- Extracted text -

····················

Shoreline


Julia Lines Wilson
2025 Fall Residency

ABOUT THE PROJECT
This work uses weaving as a process to record palimpsest, or intersections of time and place. It is part of a larger investigation into the potential gap (and gap of potential) between the tidal and vegetative edges of Governors Island.

Julia describes her process:

“The vegetative edge was woven as an initial landscape analysis. I walked the 2.16 miles of the island’s shore, stopping every 10 paces to collect the closest weavable plant to the shoreline edge, focusing on the herbaceous and shrub layers. These layers slow stormwater runoff, buffer coastal erosion, break wind blowing off the water, and provide a matrix of habitats for small mammals and insects. By collecting and mapping the weavable vegetation around the island, I was able to measure the distances between the vegetative edge and the tidal edge.

As I walked the shoreline edge on the asphalt ring around the island, with the chainlink fence at my left elbow, I walked upon the invisible warp yarns of a loom. The collected plants became the horizontal weft, woven in order.

In weaving, the working edge, or “the fell” is a continual "now" as the weaver works, between the past rolled up as cloth and the future warp yarns to be woven. Woven shadowboxes act as the "fell line" of time, capturing material memory objects caught in the woven mesh of the present. They are an architectural edge and boundary object between the site's present and future states.”

····················

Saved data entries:
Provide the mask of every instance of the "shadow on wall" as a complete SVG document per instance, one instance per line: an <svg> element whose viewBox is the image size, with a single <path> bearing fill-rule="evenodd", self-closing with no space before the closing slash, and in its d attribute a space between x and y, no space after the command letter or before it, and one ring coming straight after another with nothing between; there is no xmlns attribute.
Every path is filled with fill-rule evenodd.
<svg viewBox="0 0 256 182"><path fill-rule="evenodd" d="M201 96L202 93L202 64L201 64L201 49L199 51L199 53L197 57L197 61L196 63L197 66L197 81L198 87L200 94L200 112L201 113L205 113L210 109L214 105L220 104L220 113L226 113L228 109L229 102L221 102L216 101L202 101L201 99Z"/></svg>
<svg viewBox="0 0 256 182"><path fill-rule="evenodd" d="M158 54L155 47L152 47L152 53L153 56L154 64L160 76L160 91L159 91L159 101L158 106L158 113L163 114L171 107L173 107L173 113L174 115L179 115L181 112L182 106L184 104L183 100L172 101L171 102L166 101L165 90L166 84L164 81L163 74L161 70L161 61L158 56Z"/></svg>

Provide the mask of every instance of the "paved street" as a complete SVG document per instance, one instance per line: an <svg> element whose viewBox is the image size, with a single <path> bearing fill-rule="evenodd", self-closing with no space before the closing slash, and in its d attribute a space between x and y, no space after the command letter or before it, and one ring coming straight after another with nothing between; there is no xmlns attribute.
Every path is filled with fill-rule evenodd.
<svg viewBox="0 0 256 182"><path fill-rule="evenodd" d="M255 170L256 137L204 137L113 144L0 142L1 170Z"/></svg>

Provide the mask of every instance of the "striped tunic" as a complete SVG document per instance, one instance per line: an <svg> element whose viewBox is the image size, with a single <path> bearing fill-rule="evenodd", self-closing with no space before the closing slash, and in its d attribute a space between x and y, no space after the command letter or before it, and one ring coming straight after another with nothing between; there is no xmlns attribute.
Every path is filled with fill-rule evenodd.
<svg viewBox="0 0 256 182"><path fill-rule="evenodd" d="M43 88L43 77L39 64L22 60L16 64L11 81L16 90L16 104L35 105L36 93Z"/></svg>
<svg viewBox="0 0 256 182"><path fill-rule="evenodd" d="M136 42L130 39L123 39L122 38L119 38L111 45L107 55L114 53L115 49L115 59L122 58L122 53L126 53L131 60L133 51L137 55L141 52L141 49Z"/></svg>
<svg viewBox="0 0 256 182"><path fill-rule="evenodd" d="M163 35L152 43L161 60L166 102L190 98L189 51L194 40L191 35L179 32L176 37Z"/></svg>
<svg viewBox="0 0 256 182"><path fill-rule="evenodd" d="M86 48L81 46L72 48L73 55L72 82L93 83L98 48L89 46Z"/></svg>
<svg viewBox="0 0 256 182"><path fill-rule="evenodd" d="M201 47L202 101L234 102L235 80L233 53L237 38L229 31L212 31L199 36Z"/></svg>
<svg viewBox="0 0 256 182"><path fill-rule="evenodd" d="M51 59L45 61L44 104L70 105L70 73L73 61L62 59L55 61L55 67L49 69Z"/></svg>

····················

- Given task -
Revise the passage of the Governors Island weaving text that opens with the words "ABOUT THE PROJECT" and closes with "the tidal edge.", replacing "stormwater runoff" with "rainwater runoff".

- Solution below -
ABOUT THE PROJECT
This work uses weaving as a process to record palimpsest, or intersections of time and place. It is part of a larger investigation into the potential gap (and gap of potential) between the tidal and vegetative edges of Governors Island.

Julia describes her process:

“The vegetative edge was woven as an initial landscape analysis. I walked the 2.16 miles of the island’s shore, stopping every 10 paces to collect the closest weavable plant to the shoreline edge, focusing on the herbaceous and shrub layers. These layers slow rainwater runoff, buffer coastal erosion, break wind blowing off the water, and provide a matrix of habitats for small mammals and insects. By collecting and mapping the weavable vegetation around the island, I was able to measure the distances between the vegetative edge and the tidal edge.